> [GIVEN PASSAGE]
Kubernetes Lesson 45 – Kubernetes Security Best Practices | Dataplexa

Networking, Ingress & Security · Lesson 45

Kubernetes Security Best Practices

Security in Kubernetes is not a single setting — it is a layered posture built from a dozen interlocking controls. This lesson consolidates everything covered in Section III into an actionable checklist that a security team can use to audit a cluster, and a platform team can use to harden one from scratch.

The Security Threat Model

Before hardening anything, it helps to know what you're defending against. In a Kubernetes environment, the most common security incidents fall into four categories:

Container Escape

A compromised container breaks out to the host. Mitigated by: non-root, read-only filesystem, dropped capabilities, seccomp, no hostPID/hostNetwork.

Lateral Movement

Attacker pivots from one compromised service to others. Mitigated by: Network Policies (default-deny), minimal Service Account permissions, no overly broad RBAC.

Credential Theft

API tokens, Secrets, or cloud credentials exfiltrated. Mitigated by: external secrets manager, etcd encryption, RBAC on Secrets, short-lived tokens.

> [WHAT THIS EXERCISE ASKS]
a) According to the Kubernetes security lesson, why is the threat model examined before any hardening takes place? Answer in one to three sentences.
b) Substitute "Intruder" for "Attacker" in the Kubernetes security lesson, and reproduce the passage from "Lateral Movement" up to and including "overly broad RBAC." with that change.

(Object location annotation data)
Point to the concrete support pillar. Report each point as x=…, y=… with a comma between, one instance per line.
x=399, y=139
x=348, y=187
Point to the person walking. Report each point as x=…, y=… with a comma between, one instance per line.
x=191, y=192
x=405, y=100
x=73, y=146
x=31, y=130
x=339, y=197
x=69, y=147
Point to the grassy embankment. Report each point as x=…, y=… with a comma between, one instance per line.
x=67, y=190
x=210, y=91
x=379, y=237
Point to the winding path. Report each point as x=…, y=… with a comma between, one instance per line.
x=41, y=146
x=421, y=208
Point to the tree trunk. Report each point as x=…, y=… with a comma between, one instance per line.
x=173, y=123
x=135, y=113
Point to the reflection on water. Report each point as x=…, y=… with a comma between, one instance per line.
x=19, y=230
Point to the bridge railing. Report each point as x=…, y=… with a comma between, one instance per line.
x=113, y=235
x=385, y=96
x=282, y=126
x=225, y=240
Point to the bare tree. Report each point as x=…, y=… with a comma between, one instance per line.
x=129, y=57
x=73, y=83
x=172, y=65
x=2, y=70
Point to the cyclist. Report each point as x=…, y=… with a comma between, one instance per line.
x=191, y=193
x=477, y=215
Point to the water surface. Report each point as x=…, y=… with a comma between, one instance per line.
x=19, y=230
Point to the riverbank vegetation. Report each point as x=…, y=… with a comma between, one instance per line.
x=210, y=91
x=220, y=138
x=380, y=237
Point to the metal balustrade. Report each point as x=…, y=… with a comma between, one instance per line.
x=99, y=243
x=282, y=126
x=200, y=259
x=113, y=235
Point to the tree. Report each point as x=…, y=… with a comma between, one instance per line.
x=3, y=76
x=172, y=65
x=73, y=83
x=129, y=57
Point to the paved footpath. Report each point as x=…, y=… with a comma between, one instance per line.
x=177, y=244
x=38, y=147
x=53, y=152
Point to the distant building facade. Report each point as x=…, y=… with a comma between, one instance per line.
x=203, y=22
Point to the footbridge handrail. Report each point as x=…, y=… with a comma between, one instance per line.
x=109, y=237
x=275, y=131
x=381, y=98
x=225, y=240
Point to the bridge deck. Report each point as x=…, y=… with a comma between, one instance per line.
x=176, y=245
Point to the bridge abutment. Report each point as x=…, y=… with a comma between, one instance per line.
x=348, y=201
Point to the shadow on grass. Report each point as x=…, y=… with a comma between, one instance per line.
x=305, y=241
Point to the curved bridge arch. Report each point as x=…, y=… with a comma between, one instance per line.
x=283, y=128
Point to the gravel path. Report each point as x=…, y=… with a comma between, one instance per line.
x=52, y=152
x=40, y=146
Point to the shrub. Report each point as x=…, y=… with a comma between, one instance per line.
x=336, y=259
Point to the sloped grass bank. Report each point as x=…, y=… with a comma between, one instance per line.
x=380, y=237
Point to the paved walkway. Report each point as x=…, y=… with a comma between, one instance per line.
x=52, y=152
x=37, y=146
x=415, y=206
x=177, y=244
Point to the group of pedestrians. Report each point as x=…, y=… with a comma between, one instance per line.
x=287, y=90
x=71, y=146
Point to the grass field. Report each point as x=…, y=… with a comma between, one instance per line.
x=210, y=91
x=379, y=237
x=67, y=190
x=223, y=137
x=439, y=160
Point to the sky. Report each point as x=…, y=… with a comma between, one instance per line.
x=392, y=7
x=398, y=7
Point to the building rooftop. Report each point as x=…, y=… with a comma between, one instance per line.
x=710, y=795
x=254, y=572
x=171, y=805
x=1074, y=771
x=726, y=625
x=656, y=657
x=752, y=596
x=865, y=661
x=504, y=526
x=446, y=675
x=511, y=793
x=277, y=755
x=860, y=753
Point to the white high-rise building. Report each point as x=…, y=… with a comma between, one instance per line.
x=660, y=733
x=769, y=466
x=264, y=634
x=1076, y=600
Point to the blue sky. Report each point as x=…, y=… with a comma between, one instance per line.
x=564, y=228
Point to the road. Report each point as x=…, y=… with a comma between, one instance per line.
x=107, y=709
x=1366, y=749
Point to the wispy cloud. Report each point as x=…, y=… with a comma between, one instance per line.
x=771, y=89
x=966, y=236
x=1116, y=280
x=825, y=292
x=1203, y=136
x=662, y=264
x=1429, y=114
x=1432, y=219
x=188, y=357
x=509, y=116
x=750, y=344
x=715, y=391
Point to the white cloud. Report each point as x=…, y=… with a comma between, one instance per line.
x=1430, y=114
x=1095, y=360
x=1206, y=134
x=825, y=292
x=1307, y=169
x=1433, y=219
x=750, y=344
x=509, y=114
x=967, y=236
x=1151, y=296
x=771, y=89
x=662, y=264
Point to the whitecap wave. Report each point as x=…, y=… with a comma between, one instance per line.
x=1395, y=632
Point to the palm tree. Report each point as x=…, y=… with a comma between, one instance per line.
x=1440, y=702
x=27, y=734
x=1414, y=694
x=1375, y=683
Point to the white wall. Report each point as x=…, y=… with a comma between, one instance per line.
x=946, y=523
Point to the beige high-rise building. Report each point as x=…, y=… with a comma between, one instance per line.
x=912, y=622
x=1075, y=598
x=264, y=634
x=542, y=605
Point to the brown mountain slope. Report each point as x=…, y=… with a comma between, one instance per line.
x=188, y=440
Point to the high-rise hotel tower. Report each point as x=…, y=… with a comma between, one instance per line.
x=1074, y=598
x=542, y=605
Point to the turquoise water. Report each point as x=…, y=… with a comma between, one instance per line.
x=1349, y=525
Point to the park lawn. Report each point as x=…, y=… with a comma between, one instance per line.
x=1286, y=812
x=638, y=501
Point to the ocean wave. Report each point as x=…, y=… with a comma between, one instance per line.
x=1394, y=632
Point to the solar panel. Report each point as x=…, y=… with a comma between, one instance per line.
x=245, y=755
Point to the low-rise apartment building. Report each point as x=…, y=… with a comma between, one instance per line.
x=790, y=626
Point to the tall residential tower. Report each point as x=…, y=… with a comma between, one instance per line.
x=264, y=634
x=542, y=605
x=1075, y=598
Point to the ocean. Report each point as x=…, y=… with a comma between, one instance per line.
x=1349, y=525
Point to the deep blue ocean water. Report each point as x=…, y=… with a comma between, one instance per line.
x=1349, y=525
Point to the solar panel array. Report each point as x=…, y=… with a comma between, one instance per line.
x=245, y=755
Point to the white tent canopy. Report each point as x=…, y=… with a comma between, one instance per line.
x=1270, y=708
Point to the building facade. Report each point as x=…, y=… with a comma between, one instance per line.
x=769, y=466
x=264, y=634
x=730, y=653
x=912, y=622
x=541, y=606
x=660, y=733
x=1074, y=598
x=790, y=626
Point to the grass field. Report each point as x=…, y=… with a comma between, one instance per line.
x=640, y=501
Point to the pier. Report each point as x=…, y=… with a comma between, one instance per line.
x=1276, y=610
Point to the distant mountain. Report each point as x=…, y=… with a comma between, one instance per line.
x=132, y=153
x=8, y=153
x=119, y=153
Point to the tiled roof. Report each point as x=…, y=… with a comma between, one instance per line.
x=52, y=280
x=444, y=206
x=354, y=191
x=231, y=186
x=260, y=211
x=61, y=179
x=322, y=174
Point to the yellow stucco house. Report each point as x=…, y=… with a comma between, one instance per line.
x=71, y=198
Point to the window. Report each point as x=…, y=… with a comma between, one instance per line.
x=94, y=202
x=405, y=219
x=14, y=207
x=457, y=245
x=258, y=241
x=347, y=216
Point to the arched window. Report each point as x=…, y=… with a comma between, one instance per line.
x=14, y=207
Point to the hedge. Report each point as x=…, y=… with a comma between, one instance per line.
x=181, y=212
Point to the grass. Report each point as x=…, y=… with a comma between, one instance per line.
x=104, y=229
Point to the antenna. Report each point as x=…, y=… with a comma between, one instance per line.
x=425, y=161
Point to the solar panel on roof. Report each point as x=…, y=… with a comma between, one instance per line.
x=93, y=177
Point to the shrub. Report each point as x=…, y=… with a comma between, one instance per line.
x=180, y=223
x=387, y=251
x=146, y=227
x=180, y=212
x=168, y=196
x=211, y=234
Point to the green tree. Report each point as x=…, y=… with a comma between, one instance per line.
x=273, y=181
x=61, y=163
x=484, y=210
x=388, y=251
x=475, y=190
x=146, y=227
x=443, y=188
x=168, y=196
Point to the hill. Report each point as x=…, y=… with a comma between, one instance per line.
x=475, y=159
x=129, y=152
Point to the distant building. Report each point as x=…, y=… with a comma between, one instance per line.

> [ANSWER SET]
a) Before anything is hardened, it helps to know what one is defending against. The threat model therefore sets out the categories into which the most common security incidents in a Kubernetes environment fall.

b)
Lateral Movement

Intruder pivots from one compromised service to others. Mitigated by: Network Policies (default-deny), minimal Service Account permissions, no overly broad RBAC.